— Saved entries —
· · ·
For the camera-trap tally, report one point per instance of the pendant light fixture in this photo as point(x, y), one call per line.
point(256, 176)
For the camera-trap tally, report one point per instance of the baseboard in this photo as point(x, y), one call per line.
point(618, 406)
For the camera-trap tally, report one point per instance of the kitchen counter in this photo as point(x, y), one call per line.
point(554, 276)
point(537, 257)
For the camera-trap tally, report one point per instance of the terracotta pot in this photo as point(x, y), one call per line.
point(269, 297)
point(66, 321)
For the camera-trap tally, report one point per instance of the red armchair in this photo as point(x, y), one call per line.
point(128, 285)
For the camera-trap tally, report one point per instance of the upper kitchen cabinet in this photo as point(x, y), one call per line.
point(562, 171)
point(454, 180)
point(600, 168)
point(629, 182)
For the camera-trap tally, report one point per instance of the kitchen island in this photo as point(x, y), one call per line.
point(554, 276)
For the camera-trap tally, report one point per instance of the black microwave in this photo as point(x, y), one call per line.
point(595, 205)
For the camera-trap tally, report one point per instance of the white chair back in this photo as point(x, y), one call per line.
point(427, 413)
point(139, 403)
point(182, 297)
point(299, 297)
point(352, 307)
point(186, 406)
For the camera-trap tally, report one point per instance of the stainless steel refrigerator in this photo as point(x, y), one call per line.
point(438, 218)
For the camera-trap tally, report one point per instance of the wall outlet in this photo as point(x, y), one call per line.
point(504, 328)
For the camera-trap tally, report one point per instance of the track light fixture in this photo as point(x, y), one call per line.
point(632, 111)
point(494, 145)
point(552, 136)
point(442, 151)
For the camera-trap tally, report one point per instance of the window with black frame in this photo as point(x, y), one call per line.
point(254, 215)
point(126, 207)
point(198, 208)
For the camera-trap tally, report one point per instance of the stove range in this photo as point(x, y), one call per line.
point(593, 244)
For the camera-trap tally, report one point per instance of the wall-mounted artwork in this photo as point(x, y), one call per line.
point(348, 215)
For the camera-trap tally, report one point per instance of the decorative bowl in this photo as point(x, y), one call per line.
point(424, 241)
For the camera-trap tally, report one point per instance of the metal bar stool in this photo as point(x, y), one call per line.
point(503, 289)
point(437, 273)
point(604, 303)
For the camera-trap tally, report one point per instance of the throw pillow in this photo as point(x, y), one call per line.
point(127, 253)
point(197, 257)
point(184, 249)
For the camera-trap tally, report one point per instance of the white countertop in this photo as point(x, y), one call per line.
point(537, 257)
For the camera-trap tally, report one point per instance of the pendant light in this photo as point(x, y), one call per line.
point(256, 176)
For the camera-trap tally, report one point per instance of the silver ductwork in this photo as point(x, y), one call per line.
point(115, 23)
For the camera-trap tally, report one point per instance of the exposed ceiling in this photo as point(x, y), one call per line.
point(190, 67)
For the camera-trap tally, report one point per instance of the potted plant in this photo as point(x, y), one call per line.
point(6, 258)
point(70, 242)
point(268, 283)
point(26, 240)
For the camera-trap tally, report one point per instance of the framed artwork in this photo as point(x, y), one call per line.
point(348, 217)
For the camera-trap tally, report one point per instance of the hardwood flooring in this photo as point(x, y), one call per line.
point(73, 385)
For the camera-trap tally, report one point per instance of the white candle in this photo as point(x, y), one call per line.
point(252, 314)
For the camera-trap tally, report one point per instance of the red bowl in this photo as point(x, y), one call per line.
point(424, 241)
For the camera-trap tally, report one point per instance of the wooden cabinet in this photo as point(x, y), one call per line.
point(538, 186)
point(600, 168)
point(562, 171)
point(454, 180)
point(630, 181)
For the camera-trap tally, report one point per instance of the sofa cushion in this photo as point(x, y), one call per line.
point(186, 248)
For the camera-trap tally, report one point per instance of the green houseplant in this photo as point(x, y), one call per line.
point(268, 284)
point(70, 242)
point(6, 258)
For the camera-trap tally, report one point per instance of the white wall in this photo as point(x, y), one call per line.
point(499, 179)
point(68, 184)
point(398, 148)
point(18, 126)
· · ·
— What is expected —
All entries above are to be copied exactly, with none left out.

— Written solution —
For the camera-trap tally, report one point per instance of the pendant light fixture in this photo as point(x, y), one call per line.
point(256, 176)
For the camera-trap tally, report one point per instance of the baseboard in this photo as point(x, y), one call per line.
point(618, 406)
For the camera-trap tally, report one point per instance of the kitchen counter in this photo as point(x, y), one call per line.
point(554, 276)
point(537, 257)
For the camera-trap tally, report one point per instance of the terracotta pot in this photo as point(x, y), one call per line.
point(269, 297)
point(66, 321)
For the camera-trap tally, report one point per instance of the red armchair in this photo as point(x, y), one call per line.
point(128, 285)
For the camera-trap tally, report one point per instance of the upper kitchen cabinet in this photo as point(x, y), one call per line.
point(562, 171)
point(454, 180)
point(600, 168)
point(629, 182)
For the camera-trap tally, report one point per instance of the kitchen island in this photo as point(x, y), one call per line.
point(554, 276)
For the camera-trap tally, report one point per instance of the black microwave in this photo as point(x, y), one call per line.
point(595, 205)
For the camera-trap tally, report one point per instance of the white chair back in this photo as point(x, y), one call per line.
point(427, 413)
point(139, 403)
point(182, 297)
point(299, 297)
point(352, 307)
point(186, 406)
For the camera-trap tally, report one point per instance of the stainless steel refrigerator in this photo as point(x, y), one call per line.
point(438, 218)
For the camera-trap tally, report one point per instance of the wall outlet in this photo as point(x, y), one call per line.
point(504, 328)
For the camera-trap tally, report one point per instance of the track light fixture in this photo as point(x, y), one call per line.
point(632, 111)
point(494, 145)
point(552, 136)
point(442, 151)
For the camera-trap tally, report one point per instance of the window with black frame in this photo as point(x, y), one call per line.
point(254, 215)
point(126, 207)
point(198, 208)
For the camera-trap tally, report one point per instance of the stove range in this photo as point(x, y), one call per line.
point(593, 244)
For the camera-trap tally, report one point per instance of the wall-mounted artwork in this photo as point(x, y), one call per line.
point(348, 215)
For the camera-trap tally, report one point per instance of the decorative bowl in this photo as point(x, y), one call per line.
point(424, 241)
For the camera-trap tally, report one point per instance of the metal bar stool in this photo as point(x, y), one call per line.
point(503, 289)
point(437, 273)
point(604, 303)
For the camera-trap tally, report one point per instance of the throw pillow in this photo as point(x, y), one call per line.
point(127, 253)
point(197, 257)
point(184, 249)
For the camera-trap tally, report one point per instance of the white countertop in this photo as point(x, y), one call per line.
point(537, 257)
For the camera-trap tally, report one point per instance of the pendant light in this photo as point(x, y), one call per line.
point(256, 176)
For the camera-trap tally, report one point per instance of the silver ductwork in this photo as point(x, y), one call per line.
point(115, 23)
For the camera-trap tally, report one point per instance of the exposed ceiling in this photo as point(x, y), one call per line.
point(190, 67)
For the camera-trap tally, report one point per instance of the potted plant in this photo as point(x, y), one call per line.
point(6, 258)
point(70, 242)
point(268, 283)
point(26, 240)
For the camera-trap tally, report one point per instance of the framed artwork in this photo as point(x, y), one call per line.
point(348, 217)
For the camera-trap tally, report one point per instance of the hardwood flooring in this photo as point(x, y), one call per line.
point(73, 385)
For the camera-trap tally, report one point per instance of the white candle in this photo as point(x, y), one call per line.
point(252, 314)
For the camera-trap tally, report one point per instance of the red bowl in this photo as point(x, y), one call per line.
point(424, 241)
For the camera-trap tally, report one point per instance of the wooden cabinet in this photo as point(x, y), one call per line.
point(538, 186)
point(600, 168)
point(562, 171)
point(454, 180)
point(630, 181)
For the camera-trap tally, report one point per instance of the sofa cushion in this photo as point(x, y), one call per line.
point(186, 248)
For the camera-trap tally, report one point per instance of the green houseplant in this photo as point(x, y), one call per line.
point(268, 284)
point(70, 242)
point(6, 258)
For the camera-trap tally, report one point per instance of the white wall in this photo as point(x, y), one call per line.
point(499, 179)
point(68, 184)
point(398, 148)
point(18, 126)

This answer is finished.